▸ Text passage:

For only a moment, it seems as if Korda may pull back, but, no, he pushes on: “She didn’t smell--it was a monstrous accusation, unfair, unkind, untrue. . . . Any smell was her own, her natural juices, the personal aroma that was distinctly hers.” Enough? No. Marilyn--now “a crazy-looking woman in a funny hat, a pair of tight slacks, half unzipped, with the price tags still flapping on them (ran) desperately through the store, while people stared at her in horror or jumped out of her way.” A store detective assumes she’s shoplifting. Only salacious, the scene illuminates nothing.

Korda is kinder to the Kennedys, insisting that both truly loved Marilyn. But Jack passed her on to Robert, and each discarded her when he had conquered every heterosexual male’s sex dream of that time.

▸ Supplied entries:
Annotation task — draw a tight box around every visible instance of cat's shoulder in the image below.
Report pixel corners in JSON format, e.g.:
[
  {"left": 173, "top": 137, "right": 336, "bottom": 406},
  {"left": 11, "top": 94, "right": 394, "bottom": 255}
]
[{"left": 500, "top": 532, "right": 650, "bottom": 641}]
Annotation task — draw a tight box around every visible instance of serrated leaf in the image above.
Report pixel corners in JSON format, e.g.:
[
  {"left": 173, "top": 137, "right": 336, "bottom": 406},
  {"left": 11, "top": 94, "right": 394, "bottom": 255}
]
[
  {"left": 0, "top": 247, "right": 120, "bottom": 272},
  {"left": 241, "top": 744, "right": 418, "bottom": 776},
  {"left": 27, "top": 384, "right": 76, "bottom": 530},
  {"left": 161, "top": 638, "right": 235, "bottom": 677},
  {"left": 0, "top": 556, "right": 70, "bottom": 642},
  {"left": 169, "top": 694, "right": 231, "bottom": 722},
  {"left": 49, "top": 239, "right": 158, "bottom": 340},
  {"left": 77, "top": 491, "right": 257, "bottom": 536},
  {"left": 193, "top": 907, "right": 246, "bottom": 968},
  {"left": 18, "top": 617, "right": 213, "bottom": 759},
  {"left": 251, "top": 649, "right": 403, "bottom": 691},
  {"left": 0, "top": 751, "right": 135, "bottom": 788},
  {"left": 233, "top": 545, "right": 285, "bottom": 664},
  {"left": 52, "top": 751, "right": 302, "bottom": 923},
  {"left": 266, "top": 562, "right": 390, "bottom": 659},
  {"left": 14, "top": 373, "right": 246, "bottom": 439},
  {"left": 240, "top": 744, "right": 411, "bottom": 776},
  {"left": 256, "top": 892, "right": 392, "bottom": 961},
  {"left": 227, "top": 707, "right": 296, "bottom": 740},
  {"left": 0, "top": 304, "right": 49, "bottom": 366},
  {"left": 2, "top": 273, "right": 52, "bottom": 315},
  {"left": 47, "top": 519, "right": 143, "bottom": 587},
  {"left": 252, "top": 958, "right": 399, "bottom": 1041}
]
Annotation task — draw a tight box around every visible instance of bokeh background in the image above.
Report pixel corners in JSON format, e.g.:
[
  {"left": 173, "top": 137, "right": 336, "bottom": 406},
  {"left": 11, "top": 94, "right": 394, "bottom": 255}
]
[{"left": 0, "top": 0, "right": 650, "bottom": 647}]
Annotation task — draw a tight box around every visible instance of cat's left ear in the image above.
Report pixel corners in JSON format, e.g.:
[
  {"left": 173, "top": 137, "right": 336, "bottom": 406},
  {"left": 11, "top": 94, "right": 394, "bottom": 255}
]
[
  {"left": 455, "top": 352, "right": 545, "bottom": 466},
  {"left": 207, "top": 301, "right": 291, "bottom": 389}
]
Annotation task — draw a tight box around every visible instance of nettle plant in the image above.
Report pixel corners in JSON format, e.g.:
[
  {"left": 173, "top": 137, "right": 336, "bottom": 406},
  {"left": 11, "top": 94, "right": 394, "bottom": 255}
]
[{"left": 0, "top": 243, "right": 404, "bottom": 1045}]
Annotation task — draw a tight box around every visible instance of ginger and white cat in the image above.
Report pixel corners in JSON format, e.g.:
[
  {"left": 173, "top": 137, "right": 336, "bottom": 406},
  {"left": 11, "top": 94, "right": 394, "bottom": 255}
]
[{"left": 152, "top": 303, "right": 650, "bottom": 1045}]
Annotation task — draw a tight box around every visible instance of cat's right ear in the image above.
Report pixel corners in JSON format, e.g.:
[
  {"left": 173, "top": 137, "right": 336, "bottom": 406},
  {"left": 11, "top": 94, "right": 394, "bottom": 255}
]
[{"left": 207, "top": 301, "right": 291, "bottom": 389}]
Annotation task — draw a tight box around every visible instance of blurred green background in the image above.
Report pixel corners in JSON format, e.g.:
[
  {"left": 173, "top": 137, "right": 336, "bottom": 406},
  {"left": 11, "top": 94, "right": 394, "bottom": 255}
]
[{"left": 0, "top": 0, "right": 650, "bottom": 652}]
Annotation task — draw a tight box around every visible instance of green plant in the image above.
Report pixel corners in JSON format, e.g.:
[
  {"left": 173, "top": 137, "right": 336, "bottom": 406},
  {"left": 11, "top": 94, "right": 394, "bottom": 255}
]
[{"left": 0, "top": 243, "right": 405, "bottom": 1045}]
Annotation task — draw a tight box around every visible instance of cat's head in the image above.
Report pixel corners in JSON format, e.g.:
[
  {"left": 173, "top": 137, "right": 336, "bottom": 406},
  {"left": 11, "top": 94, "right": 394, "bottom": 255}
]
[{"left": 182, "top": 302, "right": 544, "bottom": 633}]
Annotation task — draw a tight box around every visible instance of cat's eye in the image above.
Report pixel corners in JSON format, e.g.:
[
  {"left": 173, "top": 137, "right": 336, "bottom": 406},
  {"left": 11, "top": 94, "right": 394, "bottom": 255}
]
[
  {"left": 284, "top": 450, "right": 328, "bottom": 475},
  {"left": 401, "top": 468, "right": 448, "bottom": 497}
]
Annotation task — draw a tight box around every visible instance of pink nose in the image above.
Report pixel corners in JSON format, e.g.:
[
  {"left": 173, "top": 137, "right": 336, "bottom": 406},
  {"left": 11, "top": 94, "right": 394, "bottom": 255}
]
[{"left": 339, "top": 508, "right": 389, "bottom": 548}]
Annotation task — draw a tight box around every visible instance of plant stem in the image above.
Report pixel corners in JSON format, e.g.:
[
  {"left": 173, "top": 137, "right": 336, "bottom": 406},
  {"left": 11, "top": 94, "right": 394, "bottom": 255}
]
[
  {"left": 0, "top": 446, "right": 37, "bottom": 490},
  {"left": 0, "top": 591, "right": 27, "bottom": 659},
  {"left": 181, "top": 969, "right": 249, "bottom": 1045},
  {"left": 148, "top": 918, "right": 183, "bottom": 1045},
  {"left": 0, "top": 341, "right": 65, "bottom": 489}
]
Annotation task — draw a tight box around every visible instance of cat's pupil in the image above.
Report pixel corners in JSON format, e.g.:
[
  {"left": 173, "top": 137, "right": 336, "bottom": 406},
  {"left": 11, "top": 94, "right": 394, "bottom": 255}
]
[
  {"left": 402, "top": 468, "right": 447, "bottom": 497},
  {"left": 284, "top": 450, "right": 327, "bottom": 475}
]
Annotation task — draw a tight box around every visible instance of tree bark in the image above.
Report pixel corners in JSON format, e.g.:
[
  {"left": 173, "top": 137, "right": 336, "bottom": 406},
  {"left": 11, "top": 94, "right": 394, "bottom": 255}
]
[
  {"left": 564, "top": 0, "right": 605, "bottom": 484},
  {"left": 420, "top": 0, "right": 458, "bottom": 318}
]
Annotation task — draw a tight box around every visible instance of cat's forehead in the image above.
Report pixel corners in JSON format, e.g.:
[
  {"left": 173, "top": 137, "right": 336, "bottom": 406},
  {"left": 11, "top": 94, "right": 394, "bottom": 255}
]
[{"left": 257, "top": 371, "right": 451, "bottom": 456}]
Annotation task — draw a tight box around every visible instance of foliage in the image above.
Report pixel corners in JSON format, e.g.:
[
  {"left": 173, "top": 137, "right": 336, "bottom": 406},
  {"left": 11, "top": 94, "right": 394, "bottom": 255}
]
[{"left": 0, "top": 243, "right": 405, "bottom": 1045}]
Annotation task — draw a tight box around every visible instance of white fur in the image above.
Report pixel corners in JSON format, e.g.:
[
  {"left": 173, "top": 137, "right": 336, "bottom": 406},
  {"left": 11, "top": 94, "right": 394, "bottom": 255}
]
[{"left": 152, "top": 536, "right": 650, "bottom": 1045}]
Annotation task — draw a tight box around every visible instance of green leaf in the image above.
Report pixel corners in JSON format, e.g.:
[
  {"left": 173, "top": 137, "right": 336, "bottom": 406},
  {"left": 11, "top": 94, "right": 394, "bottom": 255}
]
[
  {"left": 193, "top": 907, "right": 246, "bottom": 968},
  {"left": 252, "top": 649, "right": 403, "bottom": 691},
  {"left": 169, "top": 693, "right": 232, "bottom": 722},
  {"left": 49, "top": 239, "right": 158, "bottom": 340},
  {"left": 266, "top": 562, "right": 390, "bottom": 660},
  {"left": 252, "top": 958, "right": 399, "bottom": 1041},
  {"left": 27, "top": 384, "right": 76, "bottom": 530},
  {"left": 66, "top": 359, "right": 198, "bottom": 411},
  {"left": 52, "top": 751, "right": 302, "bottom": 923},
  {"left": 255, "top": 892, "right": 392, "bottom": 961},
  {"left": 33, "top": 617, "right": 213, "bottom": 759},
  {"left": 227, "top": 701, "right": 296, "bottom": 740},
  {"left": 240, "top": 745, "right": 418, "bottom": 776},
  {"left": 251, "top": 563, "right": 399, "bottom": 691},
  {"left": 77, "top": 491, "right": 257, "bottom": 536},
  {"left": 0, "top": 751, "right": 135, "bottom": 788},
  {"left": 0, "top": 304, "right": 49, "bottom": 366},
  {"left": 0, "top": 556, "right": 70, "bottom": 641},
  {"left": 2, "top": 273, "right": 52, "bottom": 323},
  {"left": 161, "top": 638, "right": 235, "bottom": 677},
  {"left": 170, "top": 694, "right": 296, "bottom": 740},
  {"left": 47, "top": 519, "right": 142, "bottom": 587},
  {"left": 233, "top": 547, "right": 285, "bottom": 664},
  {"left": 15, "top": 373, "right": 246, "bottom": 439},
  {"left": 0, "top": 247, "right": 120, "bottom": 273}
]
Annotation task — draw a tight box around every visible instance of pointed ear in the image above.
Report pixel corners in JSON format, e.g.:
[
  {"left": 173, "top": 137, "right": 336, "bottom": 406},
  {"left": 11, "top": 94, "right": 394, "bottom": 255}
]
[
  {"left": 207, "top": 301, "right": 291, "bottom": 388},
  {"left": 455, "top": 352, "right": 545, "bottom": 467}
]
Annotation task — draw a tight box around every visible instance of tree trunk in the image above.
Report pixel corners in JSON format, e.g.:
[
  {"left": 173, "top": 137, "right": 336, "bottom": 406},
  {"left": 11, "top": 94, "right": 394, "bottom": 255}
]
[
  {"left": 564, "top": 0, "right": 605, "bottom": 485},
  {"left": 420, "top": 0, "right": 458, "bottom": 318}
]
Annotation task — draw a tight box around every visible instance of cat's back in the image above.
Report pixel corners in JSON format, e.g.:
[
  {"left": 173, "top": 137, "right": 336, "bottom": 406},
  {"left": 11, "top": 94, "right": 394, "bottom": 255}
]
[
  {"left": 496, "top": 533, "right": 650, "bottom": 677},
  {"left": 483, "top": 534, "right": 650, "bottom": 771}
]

▸ About this exercise: Reproduce the Korda excerpt word for word from "For only a moment, it" to "of that time.". The records come from a separate source, not from the Korda excerpt.

▸ Problem solution:
For only a moment, it seems as if Korda may pull back, but, no, he pushes on: “She didn’t smell--it was a monstrous accusation, unfair, unkind, untrue. . . . Any smell was her own, her natural juices, the personal aroma that was distinctly hers.” Enough? No. Marilyn--now “a crazy-looking woman in a funny hat, a pair of tight slacks, half unzipped, with the price tags still flapping on them (ran) desperately through the store, while people stared at her in horror or jumped out of her way.” A store detective assumes she’s shoplifting. Only salacious, the scene illuminates nothing.

Korda is kinder to the Kennedys, insisting that both truly loved Marilyn. But Jack passed her on to Robert, and each discarded her when he had conquered every heterosexual male’s sex dream of that time.